(Entries from a point annotation set)
———

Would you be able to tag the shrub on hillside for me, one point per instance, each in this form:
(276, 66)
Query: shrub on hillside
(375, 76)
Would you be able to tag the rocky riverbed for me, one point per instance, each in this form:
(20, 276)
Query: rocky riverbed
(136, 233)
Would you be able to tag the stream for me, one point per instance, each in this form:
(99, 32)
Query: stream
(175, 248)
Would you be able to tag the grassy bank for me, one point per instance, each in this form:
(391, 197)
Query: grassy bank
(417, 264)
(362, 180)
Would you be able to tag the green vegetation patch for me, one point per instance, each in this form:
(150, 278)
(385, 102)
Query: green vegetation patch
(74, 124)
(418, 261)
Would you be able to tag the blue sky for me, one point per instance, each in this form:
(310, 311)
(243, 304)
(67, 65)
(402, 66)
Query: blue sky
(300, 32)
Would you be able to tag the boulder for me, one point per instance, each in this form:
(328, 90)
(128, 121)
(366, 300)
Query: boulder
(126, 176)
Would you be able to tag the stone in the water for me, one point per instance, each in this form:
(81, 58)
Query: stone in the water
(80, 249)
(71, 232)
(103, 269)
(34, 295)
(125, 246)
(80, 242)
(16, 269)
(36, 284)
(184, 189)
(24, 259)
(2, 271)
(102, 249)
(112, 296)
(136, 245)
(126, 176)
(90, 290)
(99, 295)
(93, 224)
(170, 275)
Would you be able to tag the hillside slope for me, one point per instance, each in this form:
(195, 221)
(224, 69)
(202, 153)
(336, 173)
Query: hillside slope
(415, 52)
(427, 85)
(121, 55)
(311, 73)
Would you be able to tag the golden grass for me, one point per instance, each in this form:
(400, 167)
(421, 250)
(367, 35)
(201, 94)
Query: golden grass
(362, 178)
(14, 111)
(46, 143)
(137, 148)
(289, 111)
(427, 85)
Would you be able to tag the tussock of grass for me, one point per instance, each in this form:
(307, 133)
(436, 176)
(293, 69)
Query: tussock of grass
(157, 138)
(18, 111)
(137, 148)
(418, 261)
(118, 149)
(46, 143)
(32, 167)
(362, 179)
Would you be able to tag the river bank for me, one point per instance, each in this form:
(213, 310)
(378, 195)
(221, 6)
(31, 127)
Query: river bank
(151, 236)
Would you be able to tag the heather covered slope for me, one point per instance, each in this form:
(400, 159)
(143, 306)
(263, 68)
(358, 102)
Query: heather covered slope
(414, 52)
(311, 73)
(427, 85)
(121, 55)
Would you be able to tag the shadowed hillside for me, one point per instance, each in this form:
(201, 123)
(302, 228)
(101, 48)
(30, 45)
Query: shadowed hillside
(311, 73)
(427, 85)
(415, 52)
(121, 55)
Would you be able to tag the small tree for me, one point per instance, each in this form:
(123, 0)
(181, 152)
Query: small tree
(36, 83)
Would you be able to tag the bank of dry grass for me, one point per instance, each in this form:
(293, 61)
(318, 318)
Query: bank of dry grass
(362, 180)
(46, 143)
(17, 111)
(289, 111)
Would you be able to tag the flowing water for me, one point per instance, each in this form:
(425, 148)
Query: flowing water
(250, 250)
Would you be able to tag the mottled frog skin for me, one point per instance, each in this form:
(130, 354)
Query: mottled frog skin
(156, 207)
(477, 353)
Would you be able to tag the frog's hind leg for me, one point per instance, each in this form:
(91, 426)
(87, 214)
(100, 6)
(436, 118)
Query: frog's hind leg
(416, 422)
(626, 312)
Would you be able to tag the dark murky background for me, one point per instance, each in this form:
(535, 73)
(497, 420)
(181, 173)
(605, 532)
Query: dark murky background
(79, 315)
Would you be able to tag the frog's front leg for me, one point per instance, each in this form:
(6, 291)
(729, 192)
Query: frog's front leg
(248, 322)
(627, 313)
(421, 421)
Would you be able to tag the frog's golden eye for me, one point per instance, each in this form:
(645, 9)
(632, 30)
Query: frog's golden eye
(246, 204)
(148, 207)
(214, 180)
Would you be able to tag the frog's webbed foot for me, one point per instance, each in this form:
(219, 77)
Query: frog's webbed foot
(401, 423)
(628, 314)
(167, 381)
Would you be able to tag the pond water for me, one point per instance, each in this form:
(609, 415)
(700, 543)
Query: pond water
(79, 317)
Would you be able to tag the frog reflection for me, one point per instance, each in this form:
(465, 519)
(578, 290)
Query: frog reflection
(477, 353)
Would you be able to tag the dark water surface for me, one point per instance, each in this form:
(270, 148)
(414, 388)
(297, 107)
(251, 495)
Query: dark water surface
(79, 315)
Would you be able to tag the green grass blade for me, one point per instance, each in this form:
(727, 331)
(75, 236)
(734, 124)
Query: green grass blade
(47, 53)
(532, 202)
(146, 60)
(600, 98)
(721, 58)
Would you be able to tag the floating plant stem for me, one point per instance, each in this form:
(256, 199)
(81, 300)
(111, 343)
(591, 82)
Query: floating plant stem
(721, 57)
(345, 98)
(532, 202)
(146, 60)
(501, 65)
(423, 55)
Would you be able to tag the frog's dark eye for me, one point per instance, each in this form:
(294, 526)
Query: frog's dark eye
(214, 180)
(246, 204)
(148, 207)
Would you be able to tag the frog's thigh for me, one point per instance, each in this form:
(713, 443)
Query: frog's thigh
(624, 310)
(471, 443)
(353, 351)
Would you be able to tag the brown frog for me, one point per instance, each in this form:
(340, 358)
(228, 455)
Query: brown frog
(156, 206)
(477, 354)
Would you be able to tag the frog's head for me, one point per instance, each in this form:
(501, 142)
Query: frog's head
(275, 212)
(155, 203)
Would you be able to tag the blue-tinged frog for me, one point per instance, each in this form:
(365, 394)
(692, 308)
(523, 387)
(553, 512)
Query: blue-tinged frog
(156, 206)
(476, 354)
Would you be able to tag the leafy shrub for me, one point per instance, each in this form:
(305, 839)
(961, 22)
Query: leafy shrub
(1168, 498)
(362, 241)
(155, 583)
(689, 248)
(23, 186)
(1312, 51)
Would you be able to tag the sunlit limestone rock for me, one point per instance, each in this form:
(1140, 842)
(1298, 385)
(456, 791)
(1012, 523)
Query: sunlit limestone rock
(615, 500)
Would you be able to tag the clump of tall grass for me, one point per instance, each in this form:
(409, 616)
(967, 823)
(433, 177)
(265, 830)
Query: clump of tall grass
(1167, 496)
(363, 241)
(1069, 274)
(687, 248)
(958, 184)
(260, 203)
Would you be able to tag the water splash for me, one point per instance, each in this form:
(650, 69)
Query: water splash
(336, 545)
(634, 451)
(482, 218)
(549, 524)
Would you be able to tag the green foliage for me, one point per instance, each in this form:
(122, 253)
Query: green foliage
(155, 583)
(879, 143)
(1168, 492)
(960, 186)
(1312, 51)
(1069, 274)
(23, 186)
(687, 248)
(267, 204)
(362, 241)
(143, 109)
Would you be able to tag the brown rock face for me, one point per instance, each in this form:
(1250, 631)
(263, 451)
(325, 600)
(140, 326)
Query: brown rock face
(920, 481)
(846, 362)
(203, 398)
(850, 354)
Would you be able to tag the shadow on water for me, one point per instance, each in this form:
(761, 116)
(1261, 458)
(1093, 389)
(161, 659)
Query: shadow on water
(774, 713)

———

**Task directions:** Transcribe each entry precisely, missing none.

**Complete response:**
Would you be able to tag the shrub on hillside for me, one point per instance, each in this form:
(276, 66)
Query: shrub on hillside
(375, 76)
Would you be able to tag the rocky riverbed for me, one point per instance, each in this form:
(20, 276)
Query: rocky riverbed
(136, 233)
Would you be able to tag the stream for me, one point per instance, each in this form:
(99, 32)
Query: stream
(175, 248)
Would you be able to tag the grassy bank for me, one point per instance, each in this form:
(391, 197)
Query: grassy bank
(417, 264)
(362, 180)
Would you be able to tag the green vegetation patch for me, one point per instance, each in this form:
(150, 278)
(385, 102)
Query: green vegetation patch
(74, 124)
(418, 261)
Would you be able to tag the blue sky for me, one point per instance, each in this form:
(310, 311)
(243, 304)
(67, 65)
(402, 66)
Query: blue sky
(300, 32)
Would you be able to tag the boulder for me, one point per instance, each in this form:
(328, 90)
(128, 121)
(366, 300)
Query: boulder
(126, 176)
Would you be able to tag the stone in the water for me, one point per instance, each in this form:
(81, 58)
Query: stone in the water
(80, 249)
(71, 232)
(103, 269)
(34, 295)
(125, 246)
(80, 242)
(16, 269)
(36, 284)
(184, 189)
(24, 259)
(2, 271)
(102, 249)
(112, 296)
(136, 245)
(126, 176)
(90, 290)
(99, 295)
(93, 224)
(170, 275)
Would you be able to tag the hillside slope for me, one point per instance, each in this form:
(195, 221)
(224, 69)
(202, 153)
(336, 173)
Query: hillside slope
(415, 52)
(427, 85)
(121, 55)
(311, 73)
Would you be able to tag the golden grass for me, one point per instance, each in this form:
(400, 167)
(421, 250)
(367, 35)
(201, 94)
Query: golden grass
(362, 178)
(14, 111)
(46, 143)
(137, 148)
(289, 111)
(427, 85)
Would you be able to tag the tussock of grass for me, one point per instance, each in this form:
(307, 133)
(436, 176)
(293, 69)
Query: tussock of grass
(157, 138)
(18, 111)
(137, 148)
(418, 261)
(118, 149)
(46, 143)
(32, 167)
(362, 179)
Would you be able to tag the river bank for me, one point per instance, each in this form:
(213, 310)
(378, 195)
(221, 6)
(31, 127)
Query: river bank
(151, 236)
Would you be able to tag the heather covered slope for me, one point per instance, each in this form:
(400, 159)
(143, 306)
(263, 68)
(358, 102)
Query: heather covered slope
(414, 52)
(311, 73)
(427, 85)
(121, 55)
Would you be able to tag the shadowed hillside for me, one point per instance, each in this form:
(201, 123)
(302, 228)
(101, 48)
(30, 45)
Query: shadowed hillside
(311, 73)
(427, 85)
(415, 52)
(121, 55)
Would you be able to tag the small tree for me, one point per instance, each in this form:
(123, 0)
(181, 152)
Query: small tree
(36, 83)
Would you be able to tag the bank of dry grass for me, one point per instance, each in this form:
(293, 61)
(318, 318)
Query: bank of dry grass
(362, 180)
(46, 143)
(17, 111)
(289, 111)
Would you be able to tag the flowing water for me, one point per instance, each in this form:
(425, 148)
Query: flowing water
(250, 250)
Would you be able to tag the mottled frog skin for me, one point per instance, each in this form:
(130, 354)
Query: mottled frog skin
(156, 207)
(477, 353)
Would you be able to tag the frog's hind leg for me, one point per instance, each in this form:
(91, 426)
(87, 214)
(100, 6)
(436, 118)
Query: frog's hind leg
(416, 422)
(626, 312)
Would you be able to tag the dark murky background for me, one point per instance, each in this form:
(535, 73)
(497, 420)
(181, 173)
(605, 532)
Query: dark murky background
(79, 315)
Would you be able to tag the frog's front leg for me, one point per instance, each in this form:
(6, 291)
(729, 192)
Query: frog's front leg
(248, 322)
(627, 313)
(421, 421)
Would you be able to tag the frog's golden eye for me, one point per instance, each in this form:
(645, 9)
(632, 30)
Query: frog's golden eye
(246, 204)
(148, 207)
(214, 180)
Would you be able to tag the frog's webbed foot for me, one point per instance, each in this form:
(219, 77)
Query: frog's webbed foot
(401, 423)
(628, 314)
(167, 381)
Would you be able to tag the pond water for me, one point per instance, each in this form:
(609, 415)
(700, 543)
Query: pond water
(79, 317)
Would you be able to tag the frog reflection for me, one point per instance, each in this form:
(465, 519)
(578, 290)
Query: frog reflection
(477, 353)
Would you be able to tag the dark water surface for me, one point per instance, each in this form:
(270, 148)
(414, 388)
(297, 107)
(251, 495)
Query: dark water surface
(79, 315)
Would you be able to tag the green grass blade for me, one point per instance, each in this form:
(727, 331)
(75, 236)
(734, 124)
Query: green grass blade
(47, 53)
(532, 202)
(146, 60)
(600, 98)
(721, 58)
Would you be able to tag the floating plant stem for me, one point per instance, each in this form:
(256, 199)
(81, 300)
(111, 343)
(591, 82)
Query: floating plant stem
(721, 57)
(345, 98)
(532, 202)
(146, 60)
(501, 65)
(423, 55)
Would you be able to tag the frog's dark eye for me, one point per instance, each in this form:
(294, 526)
Query: frog's dark eye
(214, 180)
(246, 204)
(148, 207)
Would you be able to tag the frog's thigh for me, one point per instance, each in this form:
(713, 443)
Query: frog's thigh
(624, 310)
(471, 443)
(353, 351)
Would you be able to tag the brown frog for me, one point per instance, each in this form:
(340, 358)
(228, 455)
Query: brown frog
(156, 206)
(477, 354)
Would you be able to tag the frog's head for me, one point per instance, each in this form:
(501, 142)
Query: frog's head
(275, 212)
(155, 203)
Would you be able to tag the blue-tinged frog for me, one point per instance, each in this form:
(365, 394)
(692, 308)
(523, 387)
(553, 512)
Query: blue-tinged frog
(156, 206)
(476, 354)
Would you be able to tag the leafy shrub for me, one point per instance, each in this form:
(305, 839)
(961, 22)
Query: leafy shrub
(1168, 498)
(362, 241)
(155, 583)
(689, 248)
(23, 186)
(1312, 51)
Would you be able to tag the sunlit limestone rock for me, one point per instance, each in this form:
(1140, 842)
(1298, 385)
(456, 791)
(1012, 523)
Query: sunlit limestone rock
(615, 500)
Would you be able to tag the clump of tall grass for me, one point per instance, each in this form:
(409, 616)
(967, 823)
(433, 177)
(265, 830)
Query: clump of tall grass
(1167, 496)
(363, 241)
(1069, 274)
(687, 248)
(958, 184)
(260, 203)
Would you be able to tag the water splash for me, one point per instance, each in this form:
(650, 69)
Query: water splash
(336, 545)
(634, 451)
(482, 218)
(549, 524)
Would you be able to tag the green foliage for me, one point per instance, each in this form:
(122, 253)
Query: green foliage
(155, 583)
(879, 143)
(1168, 492)
(960, 186)
(1312, 51)
(1069, 274)
(23, 186)
(687, 248)
(267, 204)
(362, 241)
(143, 109)
Would you be able to tag the brown rock face for me, one point per instance, each in this form:
(1250, 631)
(263, 451)
(325, 600)
(140, 326)
Query: brown rock face
(920, 481)
(846, 362)
(203, 398)
(850, 354)
Would you be able to tag the shadow on water for me, one point per instance, each in this form:
(761, 116)
(1261, 458)
(1093, 389)
(161, 659)
Query: shadow on water
(774, 713)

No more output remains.